Can you copy every one of the records below word for word, leaving the pictures out of your answer?

-- start Entries provided --

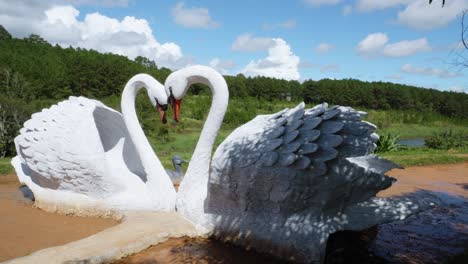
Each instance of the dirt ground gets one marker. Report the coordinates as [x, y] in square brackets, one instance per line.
[25, 229]
[433, 236]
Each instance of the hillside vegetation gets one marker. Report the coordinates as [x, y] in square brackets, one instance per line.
[35, 75]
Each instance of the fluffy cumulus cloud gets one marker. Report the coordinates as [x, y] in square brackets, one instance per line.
[193, 17]
[376, 44]
[420, 15]
[372, 44]
[288, 24]
[322, 2]
[246, 42]
[347, 10]
[223, 66]
[280, 63]
[130, 36]
[429, 71]
[324, 48]
[371, 5]
[406, 47]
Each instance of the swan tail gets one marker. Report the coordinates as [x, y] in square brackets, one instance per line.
[384, 210]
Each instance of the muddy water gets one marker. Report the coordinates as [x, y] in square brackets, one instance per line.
[429, 237]
[24, 229]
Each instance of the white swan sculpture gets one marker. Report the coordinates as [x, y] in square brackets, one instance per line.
[82, 157]
[282, 183]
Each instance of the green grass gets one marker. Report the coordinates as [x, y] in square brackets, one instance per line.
[425, 156]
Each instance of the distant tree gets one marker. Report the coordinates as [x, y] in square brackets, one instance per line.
[4, 34]
[146, 62]
[36, 39]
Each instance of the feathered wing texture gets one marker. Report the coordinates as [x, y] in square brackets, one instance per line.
[283, 183]
[301, 159]
[60, 147]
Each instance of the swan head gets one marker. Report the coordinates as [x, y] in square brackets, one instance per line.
[178, 83]
[156, 94]
[176, 87]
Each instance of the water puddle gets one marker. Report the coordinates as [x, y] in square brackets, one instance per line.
[432, 236]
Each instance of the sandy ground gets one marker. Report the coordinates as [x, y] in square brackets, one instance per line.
[450, 178]
[430, 237]
[24, 229]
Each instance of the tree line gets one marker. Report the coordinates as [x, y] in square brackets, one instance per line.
[35, 74]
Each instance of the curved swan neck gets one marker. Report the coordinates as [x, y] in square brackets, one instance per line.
[148, 158]
[202, 154]
[193, 189]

-- end Entries provided --

**Task response**
Each instance of the dirt ground gets one marker. Report the coordinates as [x, y] in square brackets, one instance per line.
[25, 229]
[433, 236]
Each instance of the hillside vegetation gets one marker. Report the coordinates as [x, y] in square brackets, one instance per line.
[35, 75]
Each instance of the fluffy cumulus cloud gets one marker. Report the coordinates as [x, y] in square brackets, one instance per line.
[193, 17]
[376, 44]
[420, 15]
[372, 44]
[288, 24]
[322, 2]
[246, 42]
[347, 10]
[223, 66]
[280, 63]
[130, 36]
[429, 71]
[324, 48]
[371, 5]
[406, 47]
Each instance of the swan tail gets one marker. Report the coordinates as [x, y] in square brackets, one instance per line.
[384, 210]
Each instance of the muddy water gets one marker. Report the coordinates as [x, y] in square brackets, one instance per line.
[429, 237]
[24, 229]
Each instance of the white swan sculpture gets one marker. Report the coordinates as [x, y] in square brackets, one instance per line.
[82, 157]
[282, 183]
Each instance of the green grass gets one marker. Report the coordinates as [x, y] in square brackets, one instance per line.
[425, 156]
Each instance of the distant tree gets one marker. Report the coordinates as [x, y] in square brackets, one instance per line.
[4, 34]
[146, 62]
[36, 39]
Each instance of the feathered wing texture gets one marker. Report the coordinates as [x, y] in square brackets, one instance per line.
[283, 183]
[301, 159]
[60, 147]
Each instance of the swan head gets one marker. Report the coordinates as [x, y] in square brackets, one instance per line.
[178, 83]
[156, 94]
[176, 87]
Each instance of the water puddle gets one marker. Report the coordinates as [x, y] in square brackets, one instance per line.
[432, 236]
Each instance of the sandy ground gets one marker. Report the coordinates as [x, y] in square brackets, one instance per line.
[450, 178]
[430, 237]
[24, 229]
Each instance of the tree line gets one marker. Report the coordinates as [x, y] in square brackets, one instance per line.
[35, 74]
Each instance of the curved swan neck gets one marker. Report the coordinates as [x, y] in square brackets, one instance per line.
[148, 158]
[202, 154]
[193, 189]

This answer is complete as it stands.